Aşağıdaki örtülü sermaye metnine göre Kurumlar Vergisi Kanununun 11. maddesinde kurum kazancının tespitinde gider olarak dikkate alınamayacağı belirtilen kalemlerin hepsini sıralayın.

* **Seçilmiş metin**
☆ ☆ ☆ ☆ ☆

Şirketlerin kısa veya uzun vadeli nakit ihtiyaçlarını kısmen veya tamamen gerçek kişi ortaklarından borç aldığı nakitlerle karşılaması sıklıkla karşılaşılan durumlardandır. Alınan borçlar TL cinsinden olduğu gibi yabancı para biriminden de olabilmektedir. Şirketlerin ortaklarından temin ettiği nakitler için faiz ödemesinde bulunması, döviz cinsinden alınan nakitler için ise kur farkı gelir veya gideri hesaplaması vergisel açıdan sonuçları olan işlemlerdendir.

Kurumlar Vergisi Kanununun 11. maddesinde, örtülü sermaye üzerinden ödenen veya hesaplanan faiz, kur farkları ve benzeri giderlerle transfer fiyatlandırması yoluyla örtülü olarak dağıtılan kazançların kurum kazancının tespitinde gider olarak dikkate alınamayacağı belirtilmiştir

Kurumlar Vergisi Kanunu'nun 12. maddesinde; kurumların, ortaklarından veya ortaklarla ilişkili olan kişilerden doğrudan veya dolaylı olarak temin ederek işletmede kullandıkları borçların, hesap dönemi içinde herhangi bir tarihte kurumun dönem başı öz sermayesinin üç katını aşan kısmının ilgili hesap dönemi için örtülü sermaye sayılacağı; örtülü sermaye üzerinden kur farkı hariç, faiz ve benzeri ödemeler veya hesaplanan tutarların, Gelir ve Kurumlar Vergisi kanunlarının uygulanmasında, gerek borç alan gerekse borç veren nezdinde, örtülü sermaye şartlarının gerçekleştiği hesap döneminin son günü itibarıyla dağıtılmış kar payı veya dar mükellefler için ana merkeze aktarılan tutar addedileceği hükme bağlanmıştır.

☆ ☆ ☆ ☆ ☆

(Fotoğraflar için nokta işaretlemeleri)
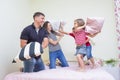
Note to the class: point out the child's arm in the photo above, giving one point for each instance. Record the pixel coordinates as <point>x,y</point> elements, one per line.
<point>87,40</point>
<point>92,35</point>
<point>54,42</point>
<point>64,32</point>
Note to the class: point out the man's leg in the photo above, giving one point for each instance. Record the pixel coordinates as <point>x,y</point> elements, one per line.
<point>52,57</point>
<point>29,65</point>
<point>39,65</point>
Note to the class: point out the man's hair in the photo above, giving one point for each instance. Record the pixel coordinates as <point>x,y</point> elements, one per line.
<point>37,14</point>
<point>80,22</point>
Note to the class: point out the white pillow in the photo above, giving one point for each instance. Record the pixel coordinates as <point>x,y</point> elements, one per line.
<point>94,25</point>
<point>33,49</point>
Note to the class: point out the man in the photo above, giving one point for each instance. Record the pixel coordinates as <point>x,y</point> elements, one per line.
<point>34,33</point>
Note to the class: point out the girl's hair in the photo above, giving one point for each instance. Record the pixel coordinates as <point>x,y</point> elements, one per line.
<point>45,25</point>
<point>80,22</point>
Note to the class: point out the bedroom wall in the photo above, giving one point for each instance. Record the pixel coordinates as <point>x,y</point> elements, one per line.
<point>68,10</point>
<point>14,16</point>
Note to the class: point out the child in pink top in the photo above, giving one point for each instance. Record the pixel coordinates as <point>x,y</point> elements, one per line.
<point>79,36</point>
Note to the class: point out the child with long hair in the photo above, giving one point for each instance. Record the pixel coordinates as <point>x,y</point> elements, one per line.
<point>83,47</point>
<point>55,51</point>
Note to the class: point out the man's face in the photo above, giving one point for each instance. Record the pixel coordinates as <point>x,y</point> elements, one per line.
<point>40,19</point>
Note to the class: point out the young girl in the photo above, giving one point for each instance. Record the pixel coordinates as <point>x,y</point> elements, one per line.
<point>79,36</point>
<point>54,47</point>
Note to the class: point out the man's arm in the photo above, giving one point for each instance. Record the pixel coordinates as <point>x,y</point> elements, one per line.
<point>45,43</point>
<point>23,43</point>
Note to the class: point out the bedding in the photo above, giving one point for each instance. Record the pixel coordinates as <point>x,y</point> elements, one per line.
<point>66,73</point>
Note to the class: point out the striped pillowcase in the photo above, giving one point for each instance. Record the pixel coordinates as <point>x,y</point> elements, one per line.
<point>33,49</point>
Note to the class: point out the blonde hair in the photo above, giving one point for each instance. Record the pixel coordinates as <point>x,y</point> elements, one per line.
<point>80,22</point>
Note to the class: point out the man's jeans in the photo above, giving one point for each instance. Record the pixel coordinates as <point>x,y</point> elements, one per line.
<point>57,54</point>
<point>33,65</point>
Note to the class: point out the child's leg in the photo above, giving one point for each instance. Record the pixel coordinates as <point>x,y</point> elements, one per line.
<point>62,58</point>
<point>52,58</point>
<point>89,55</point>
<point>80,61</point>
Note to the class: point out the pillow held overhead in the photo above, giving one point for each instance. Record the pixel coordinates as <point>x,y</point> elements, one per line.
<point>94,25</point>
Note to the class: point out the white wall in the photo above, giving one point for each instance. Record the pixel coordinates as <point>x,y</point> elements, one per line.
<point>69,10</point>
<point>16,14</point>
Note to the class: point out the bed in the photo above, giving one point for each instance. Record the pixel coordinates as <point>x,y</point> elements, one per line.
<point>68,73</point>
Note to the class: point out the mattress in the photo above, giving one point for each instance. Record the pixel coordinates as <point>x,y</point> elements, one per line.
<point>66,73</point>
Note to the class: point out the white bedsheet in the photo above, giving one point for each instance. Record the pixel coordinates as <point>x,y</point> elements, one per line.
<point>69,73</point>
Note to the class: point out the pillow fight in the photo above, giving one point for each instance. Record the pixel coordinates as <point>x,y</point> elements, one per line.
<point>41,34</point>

☆ ☆ ☆ ☆ ☆

* **Yanıt**
- Örtülü sermaye üzerinden ödenen veya hesaplanan faiz
- Örtülü sermaye üzerinden ödenen veya hesaplanan kur farkları
- Örtülü sermaye üzerinden ödenen veya hesaplanan benzeri giderler
- Transfer fiyatlandırması yoluyla örtülü olarak dağıtılan kazançlar